**Texto fornecido:**
==*==
Nizam

Os primeiros muçulmanos a chegar em Trinidad eram da África Ocidental. No entanto, pouco se sabe sobre a natureza de sua presença e como praticavam o Islam. Na maioria dos casos, provavelmente foram forçados a praticar sua religião em segredo ou renunciá-la completamente no contexto do colonialismo escravista europeu.

Até o início do século XIX, havia uma comunidade muçulmana próspera em Port of Spain, Trinidad, liderada por Yunus Muhammad Bath. A comunidade cresceu em números sobretudo pelos africanos que serviram no Regimento Britânico das Índias Ocidentais durante as Guerras Napoleônicas. Após a dissolução do regimento, alguns se estabeleceram em Port of Spain, enquanto outros o fizeram no sul de Trinidad, mas a maioria deles recebeu terras em Manzanilla, nordeste de Trinidad. O que viviam em Port of Spain peticionaram ao governo britânico seu retorno à África, mas não obtiveram sucesso. Um deles, entretanto, conseguiu voltar para o continente africano, através da Inglaterra. Seu nome é Muhammad Sisi.


Bamboo Jamaa Masjid, Valsayn, Trinidad | Trinidad and Tobago Masjids of ISLAM/Facebook

Muhammad Sisi nasceu no fim do século XVIII na Gâmbia e pertencia ao povo mandinga, que vivia na região e que em sua maioria era composta de muçulmanos. Seu pai se chamava Abu Bakr e sua mãe se chamada Ayishah.

O local de nascimento de Sisei foi Niyani-Maru, uma vila na curva norte do rio Gâmbia. Aos oito anos, Sisei foi enviado para Dar Salami, um dos centros de educação islâmicos fundados por mercadores muçulmanos em Gâmbia. Esses centros foram importantes para a difusão do Islam na região.

Em Dar Salami, Sisei aprendeu a ler e escrever em árabe, além de ter estudado o Alcorão. Dizem que a escrita era feita em papel, altamente valorizada pelos muçulmanos. Esse fato adquire maior importância quando lembrado que um dos grandes presentes do Islam para a África e para outras regiões foi o letramento. Sisei permaneceu em Dar Salami por oito anos, ou seja, até seus dezesseis anos. Depois de sua estadia na cidade, voltou para sua cidade natal.
==*==
**Material extraído:**

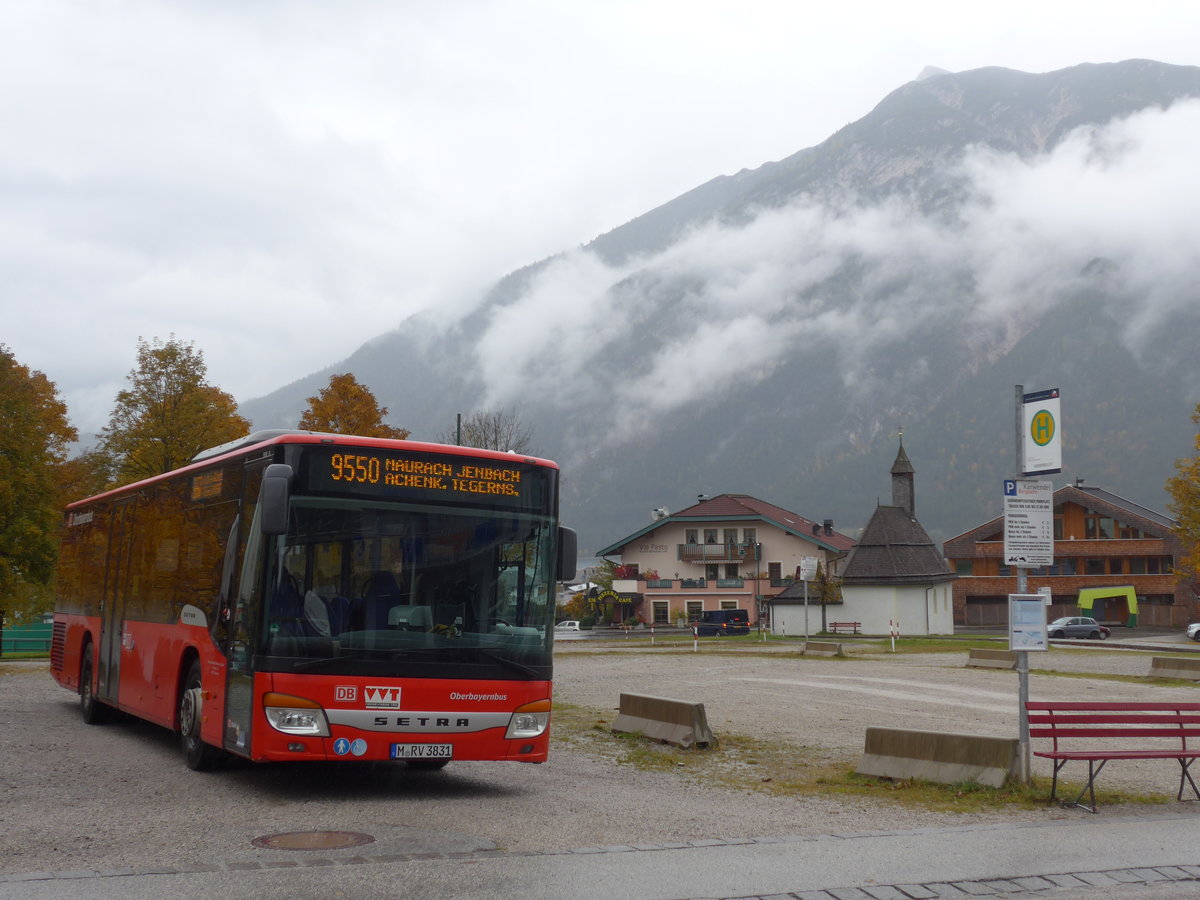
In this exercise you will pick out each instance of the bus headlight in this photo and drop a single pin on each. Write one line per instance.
(528, 721)
(295, 715)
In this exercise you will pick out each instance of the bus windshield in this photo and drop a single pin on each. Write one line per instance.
(364, 587)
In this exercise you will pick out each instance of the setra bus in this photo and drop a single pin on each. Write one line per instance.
(294, 595)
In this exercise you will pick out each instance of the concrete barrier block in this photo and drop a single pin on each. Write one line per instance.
(991, 659)
(937, 756)
(673, 721)
(822, 648)
(1175, 667)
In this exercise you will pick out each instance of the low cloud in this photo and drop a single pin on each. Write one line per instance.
(726, 301)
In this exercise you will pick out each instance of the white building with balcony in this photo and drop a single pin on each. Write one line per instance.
(725, 552)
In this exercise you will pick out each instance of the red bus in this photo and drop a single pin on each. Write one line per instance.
(294, 595)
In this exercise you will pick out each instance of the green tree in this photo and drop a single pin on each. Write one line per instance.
(167, 414)
(348, 407)
(825, 589)
(1185, 505)
(497, 429)
(34, 445)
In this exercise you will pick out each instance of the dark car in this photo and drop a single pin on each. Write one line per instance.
(1078, 627)
(723, 622)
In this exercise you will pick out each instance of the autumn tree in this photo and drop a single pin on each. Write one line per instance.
(348, 407)
(34, 444)
(1185, 505)
(167, 414)
(497, 429)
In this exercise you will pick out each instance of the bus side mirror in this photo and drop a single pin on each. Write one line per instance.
(567, 553)
(273, 499)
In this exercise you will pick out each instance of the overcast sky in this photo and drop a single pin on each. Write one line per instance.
(281, 181)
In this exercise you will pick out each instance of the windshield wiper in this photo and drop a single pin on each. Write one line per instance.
(498, 658)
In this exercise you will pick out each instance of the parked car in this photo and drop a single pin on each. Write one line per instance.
(723, 622)
(1078, 627)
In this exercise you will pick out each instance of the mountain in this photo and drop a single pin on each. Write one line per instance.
(769, 333)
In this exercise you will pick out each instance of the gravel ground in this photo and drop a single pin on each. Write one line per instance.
(79, 797)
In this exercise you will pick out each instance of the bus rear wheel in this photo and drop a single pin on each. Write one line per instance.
(94, 712)
(198, 755)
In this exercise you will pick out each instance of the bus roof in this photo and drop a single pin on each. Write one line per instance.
(283, 436)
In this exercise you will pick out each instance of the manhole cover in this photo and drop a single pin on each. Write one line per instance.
(312, 840)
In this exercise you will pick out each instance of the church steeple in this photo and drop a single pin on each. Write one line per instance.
(903, 490)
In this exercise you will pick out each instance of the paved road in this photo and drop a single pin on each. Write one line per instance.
(112, 813)
(1122, 856)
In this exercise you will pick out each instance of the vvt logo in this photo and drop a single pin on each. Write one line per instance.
(382, 697)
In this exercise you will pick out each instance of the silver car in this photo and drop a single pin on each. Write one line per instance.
(1078, 627)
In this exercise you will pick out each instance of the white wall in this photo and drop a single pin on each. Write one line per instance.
(918, 609)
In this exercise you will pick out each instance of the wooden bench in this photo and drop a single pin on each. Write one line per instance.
(1102, 731)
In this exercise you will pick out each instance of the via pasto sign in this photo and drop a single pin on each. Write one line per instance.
(1029, 523)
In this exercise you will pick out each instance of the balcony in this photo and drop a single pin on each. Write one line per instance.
(717, 552)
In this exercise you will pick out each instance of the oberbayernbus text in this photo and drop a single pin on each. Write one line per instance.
(294, 595)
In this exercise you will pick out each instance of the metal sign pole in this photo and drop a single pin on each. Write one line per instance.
(1023, 657)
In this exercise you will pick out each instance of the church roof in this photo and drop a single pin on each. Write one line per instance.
(894, 549)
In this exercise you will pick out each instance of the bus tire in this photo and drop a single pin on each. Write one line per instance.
(94, 712)
(426, 765)
(198, 755)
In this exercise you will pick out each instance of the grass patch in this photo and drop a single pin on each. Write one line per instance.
(781, 768)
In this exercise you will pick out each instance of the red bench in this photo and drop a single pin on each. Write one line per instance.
(1159, 731)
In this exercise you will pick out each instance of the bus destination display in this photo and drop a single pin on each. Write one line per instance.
(369, 472)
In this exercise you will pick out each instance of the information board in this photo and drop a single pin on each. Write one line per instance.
(1029, 523)
(1027, 623)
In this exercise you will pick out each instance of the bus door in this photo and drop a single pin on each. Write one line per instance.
(112, 607)
(244, 618)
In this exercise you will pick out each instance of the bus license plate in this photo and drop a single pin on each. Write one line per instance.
(421, 751)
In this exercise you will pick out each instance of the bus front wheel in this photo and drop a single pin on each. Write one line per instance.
(199, 756)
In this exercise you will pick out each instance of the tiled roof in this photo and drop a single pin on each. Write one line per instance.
(1096, 498)
(894, 549)
(727, 507)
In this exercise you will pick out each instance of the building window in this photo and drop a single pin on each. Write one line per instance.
(1063, 565)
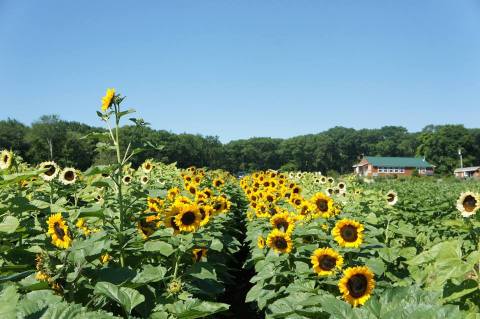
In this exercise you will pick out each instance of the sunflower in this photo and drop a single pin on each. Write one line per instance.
(325, 261)
(82, 225)
(220, 204)
(52, 170)
(324, 205)
(68, 176)
(58, 229)
(147, 226)
(6, 159)
(348, 233)
(468, 203)
(105, 258)
(206, 212)
(108, 99)
(189, 218)
(127, 179)
(357, 285)
(199, 253)
(262, 211)
(279, 241)
(218, 182)
(282, 222)
(392, 198)
(144, 179)
(172, 193)
(147, 166)
(261, 242)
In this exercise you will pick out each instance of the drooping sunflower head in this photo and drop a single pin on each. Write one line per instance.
(51, 170)
(279, 241)
(357, 285)
(468, 203)
(147, 166)
(189, 218)
(392, 198)
(324, 204)
(283, 222)
(325, 261)
(107, 100)
(68, 176)
(6, 159)
(348, 233)
(198, 254)
(58, 230)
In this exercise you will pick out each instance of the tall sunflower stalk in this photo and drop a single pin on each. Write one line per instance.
(111, 106)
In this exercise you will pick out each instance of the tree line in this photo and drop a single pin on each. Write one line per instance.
(334, 150)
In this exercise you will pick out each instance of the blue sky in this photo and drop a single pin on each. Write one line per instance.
(239, 69)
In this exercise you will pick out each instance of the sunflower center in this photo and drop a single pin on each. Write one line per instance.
(327, 262)
(51, 170)
(469, 203)
(174, 224)
(322, 205)
(282, 224)
(357, 285)
(188, 218)
(281, 243)
(349, 233)
(69, 176)
(59, 231)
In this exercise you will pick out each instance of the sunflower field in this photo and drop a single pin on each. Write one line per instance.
(156, 241)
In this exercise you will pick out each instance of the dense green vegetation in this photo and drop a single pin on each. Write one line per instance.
(336, 149)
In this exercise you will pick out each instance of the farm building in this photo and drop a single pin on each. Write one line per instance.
(383, 166)
(467, 172)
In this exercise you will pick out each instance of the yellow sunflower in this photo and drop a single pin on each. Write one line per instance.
(348, 233)
(58, 229)
(261, 242)
(6, 159)
(283, 222)
(357, 285)
(147, 166)
(199, 253)
(325, 261)
(68, 176)
(189, 218)
(218, 182)
(206, 212)
(279, 241)
(147, 226)
(324, 205)
(392, 198)
(108, 99)
(468, 203)
(52, 170)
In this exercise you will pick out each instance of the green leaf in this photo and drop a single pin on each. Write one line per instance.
(128, 298)
(162, 247)
(8, 303)
(9, 224)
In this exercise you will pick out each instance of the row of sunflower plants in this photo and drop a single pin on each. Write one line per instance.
(326, 248)
(115, 241)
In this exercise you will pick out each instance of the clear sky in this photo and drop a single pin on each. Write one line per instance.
(239, 69)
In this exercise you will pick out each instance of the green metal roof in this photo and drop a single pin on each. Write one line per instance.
(416, 162)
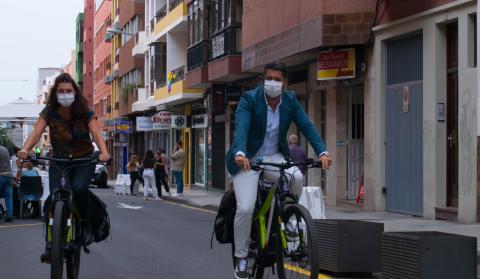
==*==
**Enunciado A:**
Responda com base no texto sobre os muçulmanos em Trinidad:
(i) Em que região a maioria dos africanos do regimento recebeu terras depois que ele foi dissolvido?
(ii) A que povo pertencia Muhammad Sisi?
(iii) Por quantos anos ele ficou em Dar Salami?
**Enunciado B:** Estenda o texto sobre os muçulmanos em Trinidad a partir do ponto em que ele termina.

**Resposta A:**
(i) Em Manzanilla, no nordeste de Trinidad.
(ii) Ao povo mandinga.
(iii) Por oito anos.

**Resposta B:**
Ao voltar para sua cidade, montou uma escola e repassou o que aprendera em Dar Salami. Por cinco anos, entre 1805 e 1810, Sisei continuou sua vida como professor, ajudando a consolidar e difundir o Islam na região.


Nazir Ahmad Seemab Masjid, Charlieville, Trinidad | Trinidad and Tobago Masjids of ISLAM/Facebook

Entretando, o início do século XIX foi um período de muita turbulência na África Ocidental. Além da rivalidade entre ingleses e franceses, que ecoava na região, também haviam os conflitos entre chefes locais. Em um desses conflitos, a cidade de Sisei foi atacada e ele foi capturado, sendo forçado a interromper sua carreira como professor. Ele marchou como escravo de guerra até Kansala, onde passou alguns meses e eventualmente foi enviado para a cidade portuária de Sikkah, onde foi vendido para um traficante de escravos francês, que partiu imediatamente com os escravos que adquiriu.

Cerca de cinco dias após a saída de Sikkah, o traficante foi interceptado por uma fragata da marinha britânica, que tentava forçar o fim do tráfico de escravos, sobretudo no Atlântico (o Reino Unido tinha abolido o tráfico de escravos em 1807).

Sisei foi levado a bordo da fragata britânica até Antígua. Tecnicamente, ele estava livre e não vivenciou a escravidão nas plantações. Por isso, era difícil para os negros livres se adaptarem na sociedade da região. Sisei foi alistado no Terceiro Regimento das Índias Ocidentais como granadeiro e recebeu o nome de Felix Ditt. Originalmente, esses regimentos de negros eram alistados para servirem apenas nas Índias Ocidentais. No regimento, Sisei era um dos “Kingsmen”, que se destacavam dos soldados escravizados. Ele atuou ativamente contra os franceses em Guadalupe e esteve em Barbados.

Entre 1811 e 1825, Sisei lutou ao lado de africanos iorubás, axantes, fulanis, sossos e hauçás, dentre os quais, principalmente os últimos, devem ter sido muçulmanos, em geral.

Sisei passou boa parte de sua vida nas Índias Ocidentais especificamente em Trinidad. Ele chegou na ilha em 1816, mas o seu regimento foi dissolvido apenas em 1825. A maioria dos soldados dispensados recebeu terras na costa leste de Trinidad, em Manzanilla, longe dos escravizados das plantações da costa oeste. Sisei nunca recebeu ou aceitou estas terras. Em vez disso, se estabeleceu em Port of Spain e passou a integrar o grupo de muçulmanos mandingas liderados por Yunus Muhammad Bath.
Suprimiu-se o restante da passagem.